# YOUR GOAL:
A verbatim repetition of the data below is requested, without images.

# INFORMATION GIVEN:
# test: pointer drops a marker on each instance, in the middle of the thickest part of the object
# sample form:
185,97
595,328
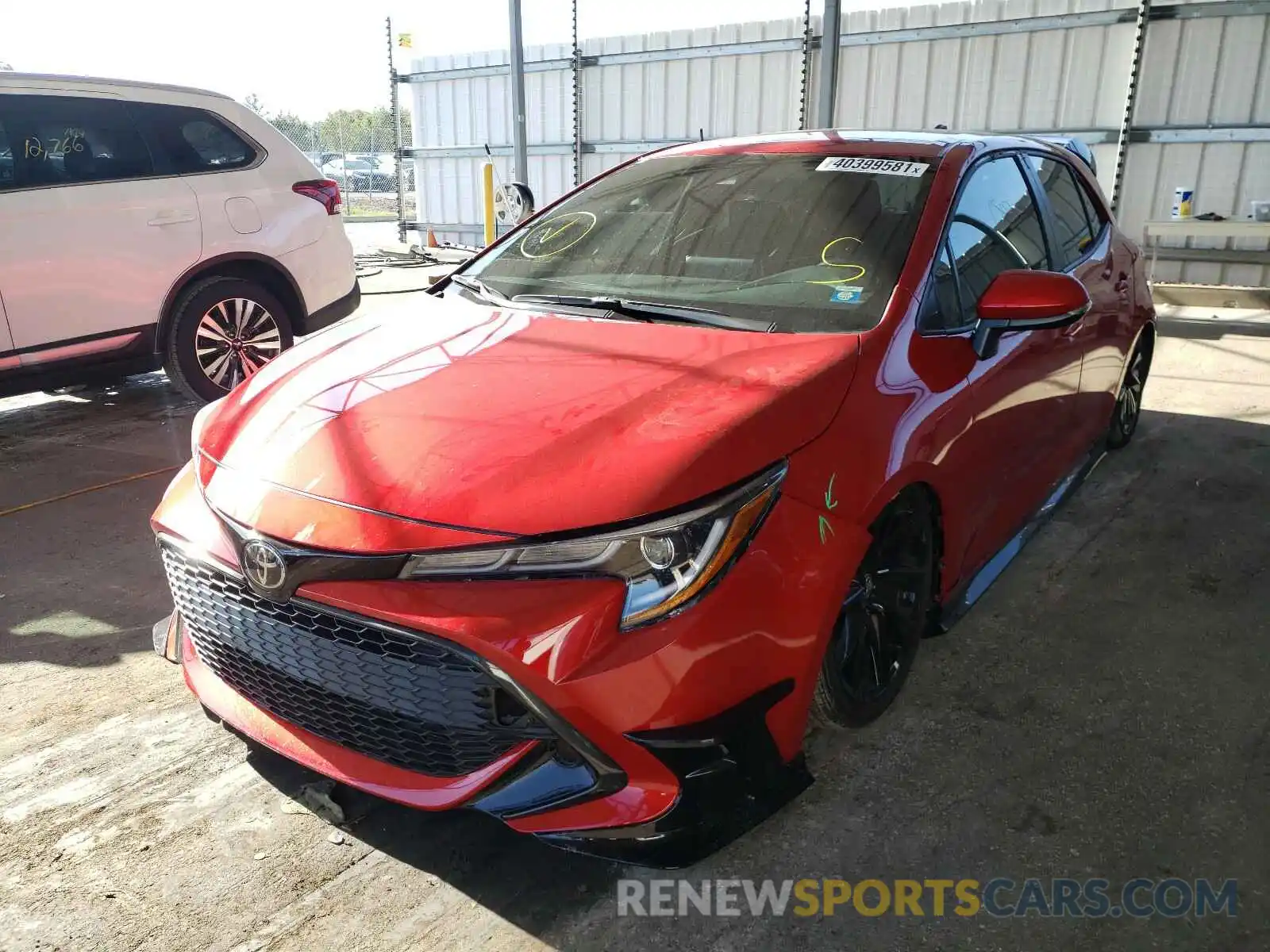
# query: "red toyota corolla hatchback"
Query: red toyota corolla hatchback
586,537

# RESPONSE BELOW:
# test: pointer drops a marker on each instance, in the middle of the thickest part of the object
# sample form:
185,97
595,328
# query: "red toyota corolla hatchback"
Query: red toyota corolla hatchback
586,537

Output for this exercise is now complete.